## O QUE FAZER
(a) Cite, do texto sobre a teoria da enunciação, o trecho que começa em "(2005, p.128) [grifo" e segue até "(2005, p. 129)".
(b) Responda com base no texto sobre a teoria da enunciação:
(i) Quais categorias o referencial teórico destaca para a análise das tiras?
(ii) Segundo Flores, quem é considerado o linguista da enunciação?
(iii) Como Claudine Normand apresenta a obra benvenistiana?
(c) Liste todas as pessoas mencionadas pelo nome no texto sobre a teoria da enunciação.

## TEXTO DE LEITURA

Para a consecução do propósito deste trabalho, a princípio, será
apresentado o referencial teórico, com destaque de conceitos que embasarão a
análise das tiras, as categorias de pessoa, espaço e tempo e, na sequência,
será feita a análise enunciativa dos textos selecionados, seguida das
considerações finais.
2 REFERENCIAL TEÓRICO
Tratando de enunciação, Émile Benveniste, como diz Flores, “é
considerado o lingüista da enunciação e, consequentemente, o principal
representante do que se convencionou chamar de “teoria da enunciação”
(2005, p.128) [grifo do autor]. Esse ilustre teórico embasa a parte principal das
referências desta pesquisa. Segundo Flores, “Simon Bouquet, importante
investigador da obra de Ferdinand Saussure, explica que Benveniste não faz
mais que ser um intérprete fiel das idéias do mestre genebrino. Claudine
Normand, uma excelente leitora da obra benvenistiana, apresenta-a como uma
constante oscilação entre ultrapassar ou continuar Saussure.” (2005, p. 129)

## MATERIAL APRESENTADO

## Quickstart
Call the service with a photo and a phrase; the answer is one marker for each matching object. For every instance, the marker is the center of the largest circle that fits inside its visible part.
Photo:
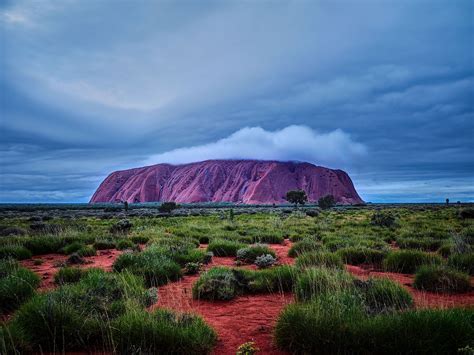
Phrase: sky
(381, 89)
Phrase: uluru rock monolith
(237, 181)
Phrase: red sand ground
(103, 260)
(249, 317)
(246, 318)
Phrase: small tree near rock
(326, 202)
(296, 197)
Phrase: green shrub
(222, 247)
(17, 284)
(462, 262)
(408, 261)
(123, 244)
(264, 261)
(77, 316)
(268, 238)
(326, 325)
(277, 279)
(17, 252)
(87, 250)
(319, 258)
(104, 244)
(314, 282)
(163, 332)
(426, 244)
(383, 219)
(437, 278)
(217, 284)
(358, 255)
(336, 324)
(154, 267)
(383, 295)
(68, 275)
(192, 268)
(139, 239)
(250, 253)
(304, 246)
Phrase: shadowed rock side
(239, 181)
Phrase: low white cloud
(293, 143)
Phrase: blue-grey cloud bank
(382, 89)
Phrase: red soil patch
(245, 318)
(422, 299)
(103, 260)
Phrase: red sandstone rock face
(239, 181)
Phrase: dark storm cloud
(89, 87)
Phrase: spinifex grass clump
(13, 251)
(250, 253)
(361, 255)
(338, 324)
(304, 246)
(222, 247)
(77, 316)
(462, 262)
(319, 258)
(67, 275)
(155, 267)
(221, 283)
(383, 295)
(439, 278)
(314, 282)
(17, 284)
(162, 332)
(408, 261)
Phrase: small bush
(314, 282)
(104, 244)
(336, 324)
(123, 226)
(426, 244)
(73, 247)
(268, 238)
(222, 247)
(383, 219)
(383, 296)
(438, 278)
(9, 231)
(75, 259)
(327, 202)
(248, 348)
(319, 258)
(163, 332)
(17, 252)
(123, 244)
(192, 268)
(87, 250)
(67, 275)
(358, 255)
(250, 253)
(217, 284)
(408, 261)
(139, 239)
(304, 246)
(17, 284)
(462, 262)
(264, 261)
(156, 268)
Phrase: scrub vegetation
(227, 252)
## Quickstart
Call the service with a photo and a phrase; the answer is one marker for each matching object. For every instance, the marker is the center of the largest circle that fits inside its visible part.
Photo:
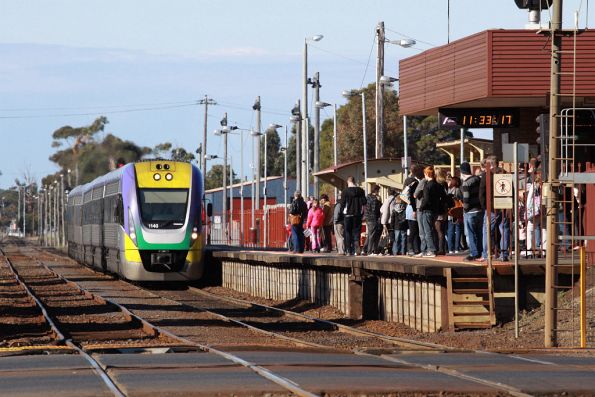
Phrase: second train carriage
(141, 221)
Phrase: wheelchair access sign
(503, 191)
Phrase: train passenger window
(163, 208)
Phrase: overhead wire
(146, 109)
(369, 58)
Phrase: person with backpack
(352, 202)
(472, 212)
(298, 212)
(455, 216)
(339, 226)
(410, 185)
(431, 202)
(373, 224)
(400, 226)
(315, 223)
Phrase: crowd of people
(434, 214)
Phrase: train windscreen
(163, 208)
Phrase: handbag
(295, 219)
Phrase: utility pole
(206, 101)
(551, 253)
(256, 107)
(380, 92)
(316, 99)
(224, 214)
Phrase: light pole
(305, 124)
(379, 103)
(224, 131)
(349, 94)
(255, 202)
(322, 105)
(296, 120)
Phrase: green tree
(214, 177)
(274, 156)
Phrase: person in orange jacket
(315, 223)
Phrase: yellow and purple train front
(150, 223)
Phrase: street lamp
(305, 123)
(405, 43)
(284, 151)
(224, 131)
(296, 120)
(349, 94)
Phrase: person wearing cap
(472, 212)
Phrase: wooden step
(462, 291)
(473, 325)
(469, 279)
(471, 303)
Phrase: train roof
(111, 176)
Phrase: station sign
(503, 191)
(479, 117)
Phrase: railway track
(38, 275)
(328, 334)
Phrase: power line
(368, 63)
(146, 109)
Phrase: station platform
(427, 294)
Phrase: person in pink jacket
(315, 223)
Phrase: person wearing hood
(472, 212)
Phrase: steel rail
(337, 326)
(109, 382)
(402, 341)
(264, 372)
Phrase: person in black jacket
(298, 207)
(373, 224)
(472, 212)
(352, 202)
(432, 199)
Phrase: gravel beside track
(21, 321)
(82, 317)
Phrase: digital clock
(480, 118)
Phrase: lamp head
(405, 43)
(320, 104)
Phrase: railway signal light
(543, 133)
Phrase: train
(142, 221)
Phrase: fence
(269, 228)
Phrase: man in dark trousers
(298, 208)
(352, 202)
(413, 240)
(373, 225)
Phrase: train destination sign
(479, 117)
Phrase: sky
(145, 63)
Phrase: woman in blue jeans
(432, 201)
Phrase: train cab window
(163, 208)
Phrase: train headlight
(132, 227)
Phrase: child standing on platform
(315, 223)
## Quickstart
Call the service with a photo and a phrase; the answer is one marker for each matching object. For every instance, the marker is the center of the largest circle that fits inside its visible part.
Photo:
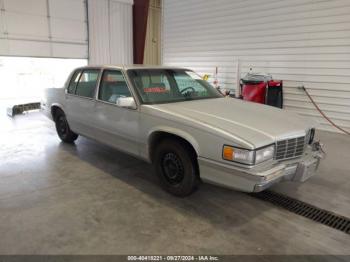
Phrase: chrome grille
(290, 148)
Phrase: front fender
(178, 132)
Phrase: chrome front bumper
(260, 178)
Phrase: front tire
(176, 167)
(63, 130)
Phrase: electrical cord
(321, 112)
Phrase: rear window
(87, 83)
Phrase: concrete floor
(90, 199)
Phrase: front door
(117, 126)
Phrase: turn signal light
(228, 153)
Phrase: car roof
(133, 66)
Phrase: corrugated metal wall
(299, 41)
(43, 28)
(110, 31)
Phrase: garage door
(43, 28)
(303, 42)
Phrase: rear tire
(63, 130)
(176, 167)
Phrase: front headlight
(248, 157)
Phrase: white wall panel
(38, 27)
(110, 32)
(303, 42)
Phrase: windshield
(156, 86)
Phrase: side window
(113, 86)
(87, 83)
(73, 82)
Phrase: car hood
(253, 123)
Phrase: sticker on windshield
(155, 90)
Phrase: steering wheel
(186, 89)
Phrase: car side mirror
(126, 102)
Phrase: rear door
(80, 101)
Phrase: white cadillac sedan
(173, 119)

## CONJUNTO DE RESPOSTAS
(a)
(2005, p.128) [grifo do autor]. Esse ilustre teórico embasa a parte principal das
referências desta pesquisa. Segundo Flores, “Simon Bouquet, importante
investigador da obra de Ferdinand Saussure, explica que Benveniste não faz
mais que ser um intérprete fiel das idéias do mestre genebrino. Claudine
Normand, uma excelente leitora da obra benvenistiana, apresenta-a como uma
constante oscilação entre ultrapassar ou continuar Saussure.” (2005, p. 129)

(b)
(i) As categorias de pessoa, espaço e tempo.
(ii) Émile Benveniste.
(iii) Como uma constante oscilação entre ultrapassar ou continuar Saussure.

(c)
Émile Benveniste
Flores
Simon Bouquet
Ferdinand Saussure
Claudine Normand